▶ **EXERCISE DETAILS**:
Every line in the listing is to be echoed verbatim.

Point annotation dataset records
————

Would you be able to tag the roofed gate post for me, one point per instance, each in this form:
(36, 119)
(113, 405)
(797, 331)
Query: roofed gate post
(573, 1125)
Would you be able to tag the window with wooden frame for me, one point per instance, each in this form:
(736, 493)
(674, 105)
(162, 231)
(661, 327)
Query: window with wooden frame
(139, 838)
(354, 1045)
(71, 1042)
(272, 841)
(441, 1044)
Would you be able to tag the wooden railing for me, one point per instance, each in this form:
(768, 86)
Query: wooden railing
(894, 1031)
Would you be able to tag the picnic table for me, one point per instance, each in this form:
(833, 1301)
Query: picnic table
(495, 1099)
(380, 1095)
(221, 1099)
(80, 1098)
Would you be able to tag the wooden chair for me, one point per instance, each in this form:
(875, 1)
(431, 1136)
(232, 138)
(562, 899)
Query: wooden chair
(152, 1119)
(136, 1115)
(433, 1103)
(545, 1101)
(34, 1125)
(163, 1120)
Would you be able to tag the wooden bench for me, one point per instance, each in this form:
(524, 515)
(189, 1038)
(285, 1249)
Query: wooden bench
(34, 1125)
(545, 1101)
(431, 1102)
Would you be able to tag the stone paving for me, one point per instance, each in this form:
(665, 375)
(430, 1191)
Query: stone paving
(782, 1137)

————

▶ **RESPONSE TO THE EXERCISE**:
Would you be able to tag the roofed gate post for me, one point per instance, each in this form:
(36, 119)
(113, 405)
(797, 331)
Query: roofed gate post
(573, 1125)
Would you be able to tag the window with wooden frame for me, one point per instance, each in this form:
(736, 493)
(674, 105)
(162, 231)
(661, 327)
Query: window with wooden frame
(139, 838)
(354, 1045)
(71, 1042)
(272, 841)
(441, 1044)
Would you be able to tag the wooden railing for me, one point per instance, each in this form:
(768, 86)
Query: wooden railing
(894, 1031)
Would you be able to tag the picnic table for me, one point per instance, each in this form:
(833, 1301)
Query: picnic table
(495, 1099)
(380, 1095)
(221, 1099)
(80, 1098)
Would you be able to tag the wooden chair for me, one point per instance, each in this form:
(875, 1)
(431, 1136)
(232, 138)
(562, 899)
Query: wooden chair
(152, 1119)
(136, 1115)
(433, 1103)
(545, 1101)
(34, 1125)
(163, 1120)
Would you be able to tag the wooden bench for me, one point per instance, each in this form:
(524, 515)
(189, 1038)
(285, 1249)
Query: wooden bench
(34, 1125)
(545, 1101)
(431, 1102)
Would you be able to tag the stone paving for me, one point per instance, each in this form:
(665, 375)
(430, 1191)
Query: stone paving
(782, 1137)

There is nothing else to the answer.